Your goal:
In full and word for word, print the data below.

[Stored data]
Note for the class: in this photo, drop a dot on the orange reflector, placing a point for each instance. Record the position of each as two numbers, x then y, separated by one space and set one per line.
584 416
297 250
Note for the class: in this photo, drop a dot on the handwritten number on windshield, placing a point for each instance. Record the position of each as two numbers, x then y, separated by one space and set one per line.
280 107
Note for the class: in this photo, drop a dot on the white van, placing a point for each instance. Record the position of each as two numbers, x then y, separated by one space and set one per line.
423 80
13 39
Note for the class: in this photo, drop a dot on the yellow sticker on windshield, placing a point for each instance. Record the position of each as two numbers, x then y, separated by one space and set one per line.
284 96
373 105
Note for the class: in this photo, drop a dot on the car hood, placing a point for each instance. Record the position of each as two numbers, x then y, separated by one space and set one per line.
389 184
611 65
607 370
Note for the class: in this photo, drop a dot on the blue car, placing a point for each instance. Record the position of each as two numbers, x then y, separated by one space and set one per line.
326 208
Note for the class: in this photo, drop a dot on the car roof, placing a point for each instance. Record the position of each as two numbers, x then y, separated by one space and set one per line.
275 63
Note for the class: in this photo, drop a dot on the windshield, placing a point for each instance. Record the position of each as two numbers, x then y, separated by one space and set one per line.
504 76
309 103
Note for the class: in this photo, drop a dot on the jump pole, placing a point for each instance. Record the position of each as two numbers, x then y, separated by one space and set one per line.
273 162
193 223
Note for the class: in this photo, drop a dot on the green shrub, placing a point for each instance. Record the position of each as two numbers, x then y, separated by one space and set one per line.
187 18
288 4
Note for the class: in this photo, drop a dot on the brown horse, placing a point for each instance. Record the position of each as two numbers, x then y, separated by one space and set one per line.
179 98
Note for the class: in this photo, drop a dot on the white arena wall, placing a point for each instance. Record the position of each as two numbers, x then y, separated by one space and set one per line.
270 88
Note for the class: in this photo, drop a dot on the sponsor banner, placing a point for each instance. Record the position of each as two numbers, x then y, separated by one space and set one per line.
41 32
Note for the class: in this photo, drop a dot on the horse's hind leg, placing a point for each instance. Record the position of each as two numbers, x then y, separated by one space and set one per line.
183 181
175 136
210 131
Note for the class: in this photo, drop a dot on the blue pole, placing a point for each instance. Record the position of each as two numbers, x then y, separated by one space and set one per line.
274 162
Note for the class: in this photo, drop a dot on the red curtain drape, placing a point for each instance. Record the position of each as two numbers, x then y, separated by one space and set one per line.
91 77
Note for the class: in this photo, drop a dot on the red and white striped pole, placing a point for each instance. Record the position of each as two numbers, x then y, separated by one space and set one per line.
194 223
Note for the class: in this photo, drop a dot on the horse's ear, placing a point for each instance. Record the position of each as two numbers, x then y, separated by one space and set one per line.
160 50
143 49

Written answer:
Note for the class: in this photo, drop a dot on the orange reflector, placing a point for each instance. Record the position of each as two numbers, x then y, separated by one space and set one per line.
584 416
297 250
Note for the class: in this photo, drop a dot on the handwritten number on windshield, placing a point for each instance. Record the position of each as two numbers, x then y, separated by one space and set one per line.
280 107
Note for the class: in this photo, drop a dot on the white van, placing a point for each instance. Record the position of each as two numbers, x then y, separated by one space and set one per line.
423 80
13 39
Note for the class: in this photo, drop a dot on the yellow sticker on windshield, placing a point for each instance. Record the position of each as two numbers, x then y, separated by one space and set one per line.
284 96
373 105
Note for the class: in this photo, drop a dot on the car hood, placing a point for each instance. Record the position of each as two numbers, x then y, separated by one space and set one per line.
389 184
611 65
607 370
Note for the class: in this photo, drop a dot on the blue car, placing a point for each instance. Record the position of each as two numbers, x then y, separated by one space and set one per line.
326 208
Note for the class: in this photo, drop a dot on the car roof, placing a point for each instance. Record the position of each as two numbers, x then y, separated by one space and set one per line.
275 63
Note for the class: in this photo, drop a dot on the windshield, placing a point for each instance. Record the position of each as two numbers, x then y, separated by one space and set one per line.
504 76
309 103
Note for the class: in this photo, drop a dot on the jump pole, placing a point for each instance. Record the position of each as two numbers, x then y, separated by one space and set one per line.
273 162
193 223
Note for the class: in this photo, drop a dot on the green shrub, placing a point for each instance. Record the position of each as two numbers, x then y, separated by one space and set one per line.
187 18
288 4
Note for the class: in this photo, drop a dot on the brown horse, placing a point for each instance. Record the position of each as two numbers, x then y, separated by one space and set one per line.
179 98
Note for the class: in this photo, drop a dot on the white arena wall, placing a point for each instance. Record the position of each as two numbers, x then y, separated by one space and set one per line.
270 88
Note for the class: in this photo, drop a dot on the sponsor banner, placing a point for each instance. Record the position of each as two numbers, x then y, separated by one space and set one per line.
41 32
Note for the class: in this photo, drop a dot on the horse's hind leg, placing a point for each instance. Record the position of each as two numbers, x then y, separated by one space and set one per line.
183 181
175 136
210 131
Note for the class: in this photo, drop a dot on the blue pole, placing a point for each instance. Record the position of each as two numbers, x then y, separated by one space and set one per line.
274 162
Note for the class: in this photo, drop a dot on the red curtain drape, placing a point for each instance. Record the position of each as two numbers, x then y, separated by one space and set one per line.
91 77
Note for the class: in this photo, drop a dot on the red and white striped pole, placing a point for each instance. Record the position of each as two numbers, x then y, separated by one space and set one per line.
194 223
Note for the class: in this photo, drop a dot on the horse's ear, placing a point for each instance. Record the position of each as two numbers, x then y, separated by one space and set one per line.
160 50
143 49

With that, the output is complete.